課題:
歯周病治療の文の「歯周病が軽度(歯肉炎)であっ」から「しっかりサポートいたします。」までをすべて、「定期検診」を「歯科検診」に改めて書き直せ。

診療案内medical information

歯周病は、細菌によって生じる歯肉炎と歯周炎を指す総称です。ほとんどの人の口内には初期症状である歯肉炎がある程度存在すると言われています。歯茎の炎症に限定された歯肉炎には強い痛みはほとんどなく、主な症状は歯茎の腫れやブラッシングの際の出血です。十分な免疫力があれば自然に治りますが、適切な対処を行わずに放置しておくと症状が悪化して歯茎だけでなく歯の周囲の炎症(歯周炎)が発生することがあります。最悪の場合、歯の回りの歯茎(歯肉)や歯を支える骨が破壊され、歯が抜け落ちるだけでなく、歯茎から出た膿が全身に悪影響を及ぼすこともあります。歯のクリーニングと検診を兼ねて、痛みがなくとも定期的な歯周病ケア(治療)をお勧めします。

歯周病治療の流れ

検査・診断

歯磨き状態の確認、歯周ポケットの測定、不安定な歯がないかの確認、レントゲン撮影などの検査を行い、歯茎の状態を確認します。その結果を踏まえて、現段階での歯周病の状態や原因を把握します。

歯周基本治療

最初に行うのは、「歯周基本治療」という歯周病における基本的な治療です。具体的な内容は、スケーリング・ルートプレーニング(お口の中の清掃・歯石の除去)、歯磨き指導、噛み合わせの調整などです。
この時点で抜歯が必要と判断された歯は抜きます。できる限り歯は抜きたくない思う方がほとんどですが、歯周病が悪化した状態で歯を放置しておくと、歯を支えている骨の吸収が進み、骨量が減って顎の骨にまで影響が広がる可能性があります。もちろん抜歯は最終的な選択肢ですが、患者さまの将来の生活を考慮した結果、抜歯がベターな選択肢であることもあります。詳細については、気兼ねなくお尋ねください。

再評価

歯周基本治療を終えたら再評価を行い、歯周病の改善状態を確認します。引き続き治療が必要な部分があれば、それを特定します。歯周病が初期段階(歯肉炎)であれば、歯周基本治療のみで症状は落ち着きます。

追加治療

歯周病の改善が見られた場合は、被せ物、ブリッジや入れ歯などの治療を行い、本来の目的であった物を噛む力や食べる力を回復させていきます。

メンテナンス

メンテナンス(定期検診)の段階で治療が完全に終わったわけではありません。歯周病は再発しやすい病気です。せっかく時間をかけて治した歯周病が再発・再治療になっては何にもなりません。メンテナンスを軽視せず定期的な検診による口腔状態のチェックやクリーニングを心掛けてください。

歯周病治療にかかる期間

歯周病の状態によって治療期間は変わってきます。
歯周病が軽度(歯肉炎)であった場合は、カウンセリング→検査→歯周基本治療→再評価で症状が落ち着きます。
そこまででおよそ2〜3カ月程度でしょう。しかしこの場合でも、3〜6カ月に1回は定期検診を受けることをお勧めします。
当然のことながら歯周病の程度が重いほど治療期間は長くなります。重度歯周病であれば1年かかることもあるでしょう。しっかりサポートいたします。

提示情報:
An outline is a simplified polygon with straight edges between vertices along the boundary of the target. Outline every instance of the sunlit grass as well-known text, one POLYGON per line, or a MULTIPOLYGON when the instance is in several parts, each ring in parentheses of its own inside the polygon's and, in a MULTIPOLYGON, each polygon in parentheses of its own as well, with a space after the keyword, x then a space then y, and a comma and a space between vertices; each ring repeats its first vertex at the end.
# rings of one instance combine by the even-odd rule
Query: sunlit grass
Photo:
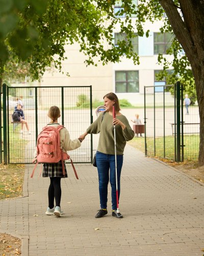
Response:
MULTIPOLYGON (((134 138, 128 142, 135 148, 145 154, 144 138, 134 138)), ((184 136, 184 156, 185 160, 195 161, 198 157, 199 137, 198 135, 186 135, 184 136)), ((148 156, 157 157, 175 160, 174 137, 166 136, 146 138, 147 154, 148 156)))

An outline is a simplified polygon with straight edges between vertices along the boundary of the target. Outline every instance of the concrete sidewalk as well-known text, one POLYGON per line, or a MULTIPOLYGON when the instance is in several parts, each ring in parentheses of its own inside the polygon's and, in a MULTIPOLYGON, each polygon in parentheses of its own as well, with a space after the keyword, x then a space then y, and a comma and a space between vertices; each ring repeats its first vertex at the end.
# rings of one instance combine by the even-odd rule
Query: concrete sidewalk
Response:
POLYGON ((97 169, 89 164, 75 167, 80 180, 68 165, 69 178, 62 180, 61 218, 44 214, 49 179, 38 180, 37 171, 30 178, 32 165, 26 168, 28 196, 0 201, 0 232, 23 238, 23 256, 204 254, 200 183, 127 145, 119 205, 124 218, 111 216, 109 187, 108 214, 95 219, 100 208, 97 169))

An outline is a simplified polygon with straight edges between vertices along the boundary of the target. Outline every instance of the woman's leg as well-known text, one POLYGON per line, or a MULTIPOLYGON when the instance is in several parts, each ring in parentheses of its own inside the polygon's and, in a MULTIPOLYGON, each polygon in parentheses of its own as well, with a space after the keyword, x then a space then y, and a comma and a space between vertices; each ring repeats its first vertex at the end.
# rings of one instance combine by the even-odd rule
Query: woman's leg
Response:
POLYGON ((49 207, 50 209, 53 209, 54 207, 54 198, 55 198, 55 188, 53 184, 53 177, 50 177, 50 183, 48 189, 48 200, 49 203, 49 207))
POLYGON ((100 208, 106 209, 108 201, 108 184, 109 182, 109 163, 108 161, 108 155, 97 152, 96 159, 98 174, 100 208))
POLYGON ((55 188, 56 206, 60 207, 61 197, 62 195, 62 190, 61 189, 61 177, 54 177, 53 185, 55 188))
MULTIPOLYGON (((120 193, 120 174, 123 161, 123 156, 117 156, 117 179, 118 185, 118 201, 120 193)), ((115 175, 115 156, 109 155, 110 182, 111 185, 112 207, 113 210, 117 209, 116 182, 115 175)))

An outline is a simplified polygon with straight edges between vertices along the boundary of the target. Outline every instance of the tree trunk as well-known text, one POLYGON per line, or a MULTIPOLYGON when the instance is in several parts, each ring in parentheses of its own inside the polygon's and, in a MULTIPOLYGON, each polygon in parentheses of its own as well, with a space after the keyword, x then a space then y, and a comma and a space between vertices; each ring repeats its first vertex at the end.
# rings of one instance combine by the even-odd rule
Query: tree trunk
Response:
MULTIPOLYGON (((204 51, 204 49, 203 49, 204 51)), ((195 78, 197 100, 200 116, 200 144, 198 162, 204 165, 204 67, 201 60, 197 60, 194 65, 191 64, 192 70, 195 78)))
POLYGON ((172 0, 159 0, 173 31, 185 51, 195 79, 200 116, 198 162, 204 165, 204 1, 178 0, 181 10, 172 0), (183 18, 179 12, 181 11, 183 18))

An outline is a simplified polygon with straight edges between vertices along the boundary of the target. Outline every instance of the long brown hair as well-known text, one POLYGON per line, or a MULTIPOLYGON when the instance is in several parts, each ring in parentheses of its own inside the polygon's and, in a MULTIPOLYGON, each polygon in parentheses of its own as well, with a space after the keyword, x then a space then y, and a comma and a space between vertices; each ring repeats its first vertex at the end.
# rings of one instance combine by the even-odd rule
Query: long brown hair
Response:
POLYGON ((60 116, 60 109, 57 106, 50 106, 48 112, 48 116, 53 120, 53 123, 55 120, 57 119, 60 116))
POLYGON ((107 94, 106 94, 106 95, 104 97, 104 99, 105 97, 110 99, 111 100, 115 101, 114 105, 115 111, 116 111, 116 112, 119 112, 119 111, 120 111, 120 105, 119 104, 118 98, 117 97, 117 95, 115 94, 115 93, 107 93, 107 94))

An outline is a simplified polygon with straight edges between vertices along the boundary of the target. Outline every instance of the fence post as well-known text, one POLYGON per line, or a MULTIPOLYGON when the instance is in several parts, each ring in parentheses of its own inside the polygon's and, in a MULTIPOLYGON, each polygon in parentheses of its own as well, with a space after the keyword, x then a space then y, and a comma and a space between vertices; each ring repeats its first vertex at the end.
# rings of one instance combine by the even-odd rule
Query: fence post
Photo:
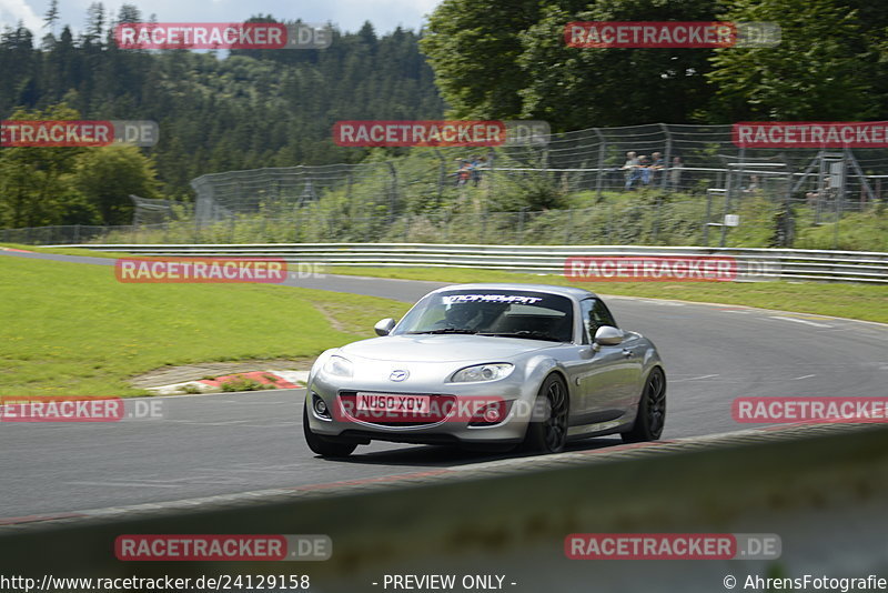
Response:
MULTIPOLYGON (((739 161, 743 163, 746 159, 746 149, 741 148, 738 157, 739 161)), ((743 165, 740 165, 740 171, 743 171, 743 165)), ((734 175, 731 174, 730 164, 728 164, 728 179, 725 183, 725 214, 730 214, 730 198, 733 192, 733 180, 734 175)), ((743 173, 740 173, 743 175, 743 173)), ((722 240, 719 241, 718 247, 725 247, 728 238, 728 225, 725 224, 725 219, 722 219, 722 240)))
POLYGON ((444 161, 444 155, 437 148, 435 148, 435 157, 437 157, 437 168, 438 168, 437 199, 441 200, 441 197, 444 195, 444 184, 447 182, 447 164, 444 161))
POLYGON ((395 165, 391 161, 385 161, 385 164, 389 165, 389 174, 391 174, 389 185, 389 224, 391 224, 395 220, 395 202, 397 200, 397 171, 395 171, 395 165))
POLYGON ((668 178, 669 163, 673 162, 673 134, 669 133, 669 128, 665 123, 659 124, 663 128, 663 133, 666 135, 666 148, 664 149, 663 169, 659 170, 659 185, 665 191, 668 185, 666 180, 668 178))
POLYGON ((601 140, 601 143, 598 144, 598 177, 595 180, 595 199, 601 201, 602 189, 604 187, 604 153, 605 150, 607 150, 607 141, 604 139, 604 134, 598 128, 595 128, 595 133, 598 134, 598 139, 601 140))

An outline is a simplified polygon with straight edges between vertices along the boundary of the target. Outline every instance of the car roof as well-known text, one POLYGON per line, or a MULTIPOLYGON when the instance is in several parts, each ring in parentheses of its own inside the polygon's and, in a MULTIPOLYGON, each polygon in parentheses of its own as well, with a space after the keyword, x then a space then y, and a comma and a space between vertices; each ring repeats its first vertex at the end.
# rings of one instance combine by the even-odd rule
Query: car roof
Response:
POLYGON ((437 289, 433 292, 446 292, 452 290, 524 290, 524 291, 536 291, 536 292, 546 292, 549 294, 559 294, 562 296, 567 296, 568 299, 576 299, 583 300, 588 299, 589 296, 595 296, 594 292, 591 292, 585 289, 578 289, 575 287, 556 287, 554 284, 522 284, 518 282, 509 282, 509 283, 487 283, 487 282, 475 282, 472 284, 451 284, 448 287, 444 287, 437 289))

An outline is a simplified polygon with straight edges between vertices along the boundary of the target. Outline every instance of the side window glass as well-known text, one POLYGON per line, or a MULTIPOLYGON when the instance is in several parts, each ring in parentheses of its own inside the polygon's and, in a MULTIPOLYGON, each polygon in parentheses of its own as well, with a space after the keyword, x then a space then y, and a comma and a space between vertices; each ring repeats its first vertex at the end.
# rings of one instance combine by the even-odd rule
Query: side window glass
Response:
POLYGON ((597 299, 586 299, 579 303, 579 314, 583 315, 583 328, 585 328, 584 344, 591 344, 595 338, 595 332, 602 325, 610 325, 617 328, 617 322, 614 321, 614 315, 607 310, 607 306, 597 299))
MULTIPOLYGON (((607 310, 607 305, 605 305, 602 301, 595 301, 595 306, 592 309, 592 314, 595 318, 598 328, 602 325, 617 328, 617 322, 614 320, 614 315, 610 314, 610 311, 607 310)), ((595 334, 593 333, 593 335, 595 334)))
POLYGON ((591 344, 592 339, 595 336, 595 331, 598 329, 594 325, 595 315, 593 309, 595 308, 595 299, 586 299, 579 302, 579 315, 583 318, 583 343, 591 344))

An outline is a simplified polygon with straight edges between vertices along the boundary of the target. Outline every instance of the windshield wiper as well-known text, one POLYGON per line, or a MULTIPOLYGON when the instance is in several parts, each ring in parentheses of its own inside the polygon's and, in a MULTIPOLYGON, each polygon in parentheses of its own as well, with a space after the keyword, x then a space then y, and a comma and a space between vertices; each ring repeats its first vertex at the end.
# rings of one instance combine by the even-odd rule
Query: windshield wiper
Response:
POLYGON ((404 332, 410 334, 417 334, 417 333, 478 333, 475 330, 457 330, 456 328, 443 328, 441 330, 425 330, 421 332, 404 332))
POLYGON ((564 342, 561 338, 539 331, 522 330, 517 332, 490 332, 478 333, 478 335, 495 335, 498 338, 528 338, 531 340, 546 340, 548 342, 564 342))

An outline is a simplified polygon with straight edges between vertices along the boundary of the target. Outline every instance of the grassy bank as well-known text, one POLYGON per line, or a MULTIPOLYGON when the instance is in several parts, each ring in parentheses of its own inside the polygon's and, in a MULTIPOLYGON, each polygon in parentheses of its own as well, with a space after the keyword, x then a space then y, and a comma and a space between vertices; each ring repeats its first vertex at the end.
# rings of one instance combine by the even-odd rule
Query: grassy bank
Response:
POLYGON ((406 306, 262 284, 121 284, 112 268, 0 258, 0 395, 135 395, 163 365, 311 356, 406 306))

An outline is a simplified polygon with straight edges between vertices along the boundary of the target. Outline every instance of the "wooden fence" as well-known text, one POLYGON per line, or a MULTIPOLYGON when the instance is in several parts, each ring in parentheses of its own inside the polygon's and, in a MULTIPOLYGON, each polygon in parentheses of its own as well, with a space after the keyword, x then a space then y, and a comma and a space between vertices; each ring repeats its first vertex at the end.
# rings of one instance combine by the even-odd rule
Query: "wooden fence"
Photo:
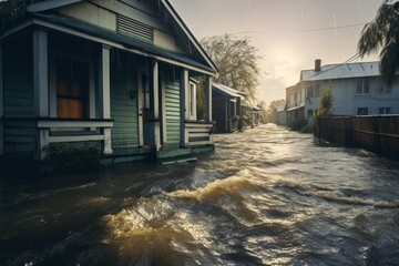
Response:
POLYGON ((319 117, 315 136, 332 144, 399 157, 399 115, 319 117))

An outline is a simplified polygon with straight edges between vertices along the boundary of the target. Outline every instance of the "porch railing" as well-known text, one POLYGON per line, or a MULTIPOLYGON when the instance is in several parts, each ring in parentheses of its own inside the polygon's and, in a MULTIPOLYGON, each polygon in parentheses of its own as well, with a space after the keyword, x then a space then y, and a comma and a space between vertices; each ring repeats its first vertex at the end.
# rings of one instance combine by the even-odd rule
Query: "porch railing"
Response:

解答:
歯周病が軽度(歯肉炎)であった場合は、カウンセリング→検査→歯周基本治療→再評価で症状が落ち着きます。
そこまででおよそ2〜3カ月程度でしょう。しかしこの場合でも、3〜6カ月に1回は歯科検診を受けることをお勧めします。
当然のことながら歯周病の程度が重いほど治療期間は長くなります。重度歯周病であれば1年かかることもあるでしょう。しっかりサポートいたします。